[Stored items]
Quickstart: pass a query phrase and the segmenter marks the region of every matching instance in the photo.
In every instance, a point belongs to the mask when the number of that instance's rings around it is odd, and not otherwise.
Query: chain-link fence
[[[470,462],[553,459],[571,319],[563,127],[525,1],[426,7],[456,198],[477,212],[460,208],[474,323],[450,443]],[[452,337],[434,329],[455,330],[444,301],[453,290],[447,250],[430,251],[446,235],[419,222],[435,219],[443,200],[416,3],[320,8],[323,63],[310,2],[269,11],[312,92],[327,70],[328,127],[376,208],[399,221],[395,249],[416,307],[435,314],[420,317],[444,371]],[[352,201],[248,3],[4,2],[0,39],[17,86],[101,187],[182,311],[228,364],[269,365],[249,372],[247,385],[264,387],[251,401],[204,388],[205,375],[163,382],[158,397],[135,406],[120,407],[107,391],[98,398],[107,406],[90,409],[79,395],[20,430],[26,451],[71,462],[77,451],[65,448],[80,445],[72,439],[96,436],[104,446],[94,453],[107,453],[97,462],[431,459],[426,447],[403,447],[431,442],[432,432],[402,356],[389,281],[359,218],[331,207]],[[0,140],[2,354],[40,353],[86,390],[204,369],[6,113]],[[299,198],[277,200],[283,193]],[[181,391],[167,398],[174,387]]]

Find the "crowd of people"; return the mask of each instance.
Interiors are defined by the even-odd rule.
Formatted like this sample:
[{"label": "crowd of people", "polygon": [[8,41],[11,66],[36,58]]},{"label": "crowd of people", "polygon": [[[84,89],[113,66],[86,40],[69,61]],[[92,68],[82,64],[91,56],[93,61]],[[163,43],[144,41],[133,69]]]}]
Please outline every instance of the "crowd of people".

_Work instructions_
The lines to return begin at the first line of the records and end at the line holding "In every instance, a"; please return them exactly, including both, and nothing beyond.

_Exercise answer_
Quickstart: pass a query phrase and the segmenter marks the region of every matching instance in the photo.
In every instance, a point belongs to the mask when the number of that instance's rings around it is odd, and not otherwise.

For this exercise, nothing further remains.